(WORKING DATA):
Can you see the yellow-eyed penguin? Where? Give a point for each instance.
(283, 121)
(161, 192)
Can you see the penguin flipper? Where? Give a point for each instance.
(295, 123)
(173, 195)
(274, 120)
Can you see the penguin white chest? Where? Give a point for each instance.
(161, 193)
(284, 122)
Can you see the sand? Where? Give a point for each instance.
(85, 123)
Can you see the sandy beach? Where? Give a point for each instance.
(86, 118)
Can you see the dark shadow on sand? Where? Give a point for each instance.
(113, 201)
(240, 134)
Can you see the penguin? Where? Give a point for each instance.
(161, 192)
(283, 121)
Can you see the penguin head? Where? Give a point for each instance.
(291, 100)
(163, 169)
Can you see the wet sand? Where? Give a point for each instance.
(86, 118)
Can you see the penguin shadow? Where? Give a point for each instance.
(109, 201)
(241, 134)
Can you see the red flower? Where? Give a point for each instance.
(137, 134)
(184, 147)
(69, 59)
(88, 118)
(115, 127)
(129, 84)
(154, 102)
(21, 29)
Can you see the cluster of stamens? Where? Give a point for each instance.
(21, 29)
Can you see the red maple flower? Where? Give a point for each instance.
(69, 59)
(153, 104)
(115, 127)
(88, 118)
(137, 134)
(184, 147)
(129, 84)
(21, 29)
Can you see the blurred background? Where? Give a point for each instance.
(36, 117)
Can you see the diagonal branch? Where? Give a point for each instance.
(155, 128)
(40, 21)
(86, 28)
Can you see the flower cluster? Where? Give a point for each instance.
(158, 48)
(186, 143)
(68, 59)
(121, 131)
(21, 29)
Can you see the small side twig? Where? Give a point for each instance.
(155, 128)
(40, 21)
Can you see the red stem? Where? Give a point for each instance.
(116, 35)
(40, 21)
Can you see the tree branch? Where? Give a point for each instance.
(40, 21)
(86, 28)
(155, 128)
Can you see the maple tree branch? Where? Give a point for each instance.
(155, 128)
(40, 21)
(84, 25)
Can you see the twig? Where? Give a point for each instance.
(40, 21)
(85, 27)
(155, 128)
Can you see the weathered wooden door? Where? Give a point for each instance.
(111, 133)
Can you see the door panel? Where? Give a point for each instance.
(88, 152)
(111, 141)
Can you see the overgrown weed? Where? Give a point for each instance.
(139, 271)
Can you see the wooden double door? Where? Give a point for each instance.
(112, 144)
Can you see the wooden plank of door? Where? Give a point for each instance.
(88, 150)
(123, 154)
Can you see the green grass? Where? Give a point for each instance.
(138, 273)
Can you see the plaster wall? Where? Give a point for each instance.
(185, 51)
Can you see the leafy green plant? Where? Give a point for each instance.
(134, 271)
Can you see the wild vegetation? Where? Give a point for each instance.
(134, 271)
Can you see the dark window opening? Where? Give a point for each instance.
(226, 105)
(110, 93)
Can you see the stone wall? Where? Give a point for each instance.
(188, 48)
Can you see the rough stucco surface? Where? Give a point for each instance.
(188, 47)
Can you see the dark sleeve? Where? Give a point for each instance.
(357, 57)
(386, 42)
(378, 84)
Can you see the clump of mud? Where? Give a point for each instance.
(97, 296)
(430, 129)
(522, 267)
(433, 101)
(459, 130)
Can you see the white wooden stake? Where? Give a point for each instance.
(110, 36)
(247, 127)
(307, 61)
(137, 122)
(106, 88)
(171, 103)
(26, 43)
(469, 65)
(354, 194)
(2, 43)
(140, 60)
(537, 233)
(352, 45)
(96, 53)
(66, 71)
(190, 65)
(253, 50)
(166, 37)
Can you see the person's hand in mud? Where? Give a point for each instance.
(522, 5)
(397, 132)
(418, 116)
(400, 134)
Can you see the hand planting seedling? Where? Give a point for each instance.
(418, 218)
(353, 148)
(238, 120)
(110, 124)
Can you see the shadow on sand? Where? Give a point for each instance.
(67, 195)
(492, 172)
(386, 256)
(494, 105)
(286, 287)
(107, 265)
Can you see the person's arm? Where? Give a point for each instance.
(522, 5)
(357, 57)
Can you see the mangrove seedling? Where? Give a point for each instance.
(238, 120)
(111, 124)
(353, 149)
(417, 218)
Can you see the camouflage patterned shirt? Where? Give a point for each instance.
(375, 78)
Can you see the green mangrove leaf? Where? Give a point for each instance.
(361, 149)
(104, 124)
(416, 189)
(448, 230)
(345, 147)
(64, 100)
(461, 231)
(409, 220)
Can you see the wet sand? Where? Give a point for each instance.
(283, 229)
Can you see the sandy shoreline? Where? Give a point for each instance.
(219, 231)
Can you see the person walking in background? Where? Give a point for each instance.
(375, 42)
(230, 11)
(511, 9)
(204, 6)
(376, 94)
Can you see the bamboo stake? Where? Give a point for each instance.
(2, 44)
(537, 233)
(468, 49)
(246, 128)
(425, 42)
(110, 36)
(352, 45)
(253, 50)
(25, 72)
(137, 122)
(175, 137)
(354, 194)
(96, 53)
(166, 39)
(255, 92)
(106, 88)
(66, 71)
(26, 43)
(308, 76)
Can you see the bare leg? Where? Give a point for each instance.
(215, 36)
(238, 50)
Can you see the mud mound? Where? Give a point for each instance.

(EXERCISE GOAL):
Copy out every line of the data above word for word, leaving nothing out and changing nothing.

(EXERCISE ANSWER):
Can you see the yellow-eyed penguin? Where? Give a point for each instance.
(283, 121)
(161, 192)
Can you see the penguin flipper? Where? Give a point for each instance.
(295, 123)
(173, 195)
(274, 120)
Can you see the penguin white chest? Where? Give a point for each instance.
(161, 193)
(284, 122)
Can you see the sand? Where? Give a point for each instance.
(85, 123)
Can you see the sandy beach? Where? Give a point for each instance.
(86, 118)
Can you see the dark shadow on sand? Where? Give a point for each instance.
(113, 201)
(240, 134)
Can you see the penguin? Where? Give a point for each instance.
(161, 192)
(283, 121)
Can you see the penguin head? Where? Give a point for each instance.
(291, 100)
(163, 169)
Can you see the wet sand? Where? Give a point for each instance.
(86, 118)
Can you see the penguin shadow? Where? Give a point for each instance.
(109, 201)
(241, 134)
Can you see the red flower? Where? Give a point for each instance.
(137, 134)
(184, 147)
(69, 59)
(88, 118)
(115, 127)
(129, 84)
(154, 102)
(21, 29)
Can you see the cluster of stamens? Where? Give a point for each instance.
(21, 29)
Can you see the red maple flower? Where? Give a point for each instance.
(69, 59)
(153, 104)
(115, 127)
(88, 118)
(137, 134)
(184, 147)
(129, 84)
(21, 29)
Can you see the blurred background? Where? Give a point for each instance.
(36, 117)
Can you see the diagonal branch? Where? Give a point for each instance.
(155, 128)
(40, 21)
(86, 28)
Can you see the flower cluster? Where? Give a point for each instance.
(158, 48)
(186, 143)
(68, 59)
(121, 131)
(21, 29)
Can you see the small side twig? Where? Give a point for each instance.
(155, 128)
(40, 21)
Can you see the red stem? Where? Give a point for each instance.
(116, 35)
(40, 21)
Can you see the tree branch? Where? Give a point for each instance.
(40, 21)
(86, 28)
(155, 128)
Can you see the maple tree branch? Where? Give a point for each instance.
(155, 128)
(40, 21)
(84, 25)
Can you see the twig? Where? Give a point for each instance.
(40, 21)
(85, 27)
(155, 128)
Can you see the weathered wooden door? Where? Give a point for each instance.
(111, 133)
Can you see the door panel? Where? Give a point for each instance.
(88, 152)
(111, 141)
Can you see the overgrown weed? Where? Give a point for each instance.
(139, 271)
Can you see the wooden double door? Where? Give a point for each instance.
(112, 144)
Can you see the wooden plank of door? Where? Give a point for each instance.
(88, 150)
(123, 154)
Can you see the green grass? Where? Give a point for each instance.
(138, 273)
Can you see the plaster wall? Where? Give a point for each instance.
(185, 51)
Can you see the leafy green plant? Where? Give a point for each instance.
(134, 271)
Can you see the wild vegetation? Where? Give a point for each instance.
(134, 271)
Can you see the dark window opening? Where? Give a point for each instance.
(226, 105)
(110, 93)
Can you see the stone wall? Where? Give a point for each instance.
(188, 48)
Can you see the rough stucco surface? Where? Give a point for each instance.
(188, 47)
Can you see the dark sleeve? Where? Give a point for each instance.
(357, 57)
(386, 42)
(378, 84)
Can you see the clump of mud? Where? Give a point for each instance.
(97, 296)
(430, 129)
(522, 267)
(433, 101)
(459, 130)
Can you see the white wooden stake? Where? Give a point for each instance.
(110, 36)
(247, 127)
(307, 61)
(137, 122)
(106, 88)
(171, 103)
(26, 43)
(469, 65)
(354, 194)
(2, 43)
(140, 60)
(537, 233)
(352, 45)
(96, 53)
(66, 71)
(190, 65)
(253, 50)
(166, 37)
Can you see the person's hand in mud? Where? Give a point for each instance.
(522, 5)
(397, 132)
(418, 116)
(400, 134)
Can you see the hand planting seedling? Where? Give a point for each instance.
(418, 218)
(353, 148)
(238, 120)
(110, 124)
Can you see the shadow on sand? Where? Give a point for each instance.
(67, 195)
(492, 172)
(386, 256)
(494, 105)
(286, 287)
(107, 265)
Can you see the person's arm? Where? Give a point for each instance.
(522, 5)
(357, 57)
Can you see the mangrove seedling? Where? Give a point for each instance.
(238, 120)
(111, 124)
(353, 149)
(417, 218)
Can you see the camouflage patterned shirt? Where? Give a point for each instance.
(375, 78)
Can you see the green mangrove leaf? Where? Give a point for each instance.
(361, 149)
(104, 124)
(416, 189)
(448, 230)
(345, 147)
(64, 100)
(461, 231)
(409, 220)
Can you see the wet sand? Where? Give a point for each instance.
(283, 229)
Can you see the sandy shoreline? Where? Give a point for each instance.
(219, 231)
Can you see the person walking in background? Where? Give a point for each instance.
(375, 42)
(230, 11)
(511, 9)
(204, 6)
(376, 94)
Can you see the bamboo stake? Where? Give a point for each instance.
(2, 44)
(537, 233)
(468, 49)
(246, 128)
(425, 42)
(110, 36)
(352, 45)
(253, 50)
(25, 72)
(137, 122)
(175, 137)
(354, 194)
(96, 53)
(166, 39)
(255, 92)
(106, 88)
(66, 71)
(26, 43)
(308, 76)
Can you see the bare leg? Where? Give a point for each instance.
(215, 36)
(238, 50)
Can you see the mud mound? Where? Give a point for each instance.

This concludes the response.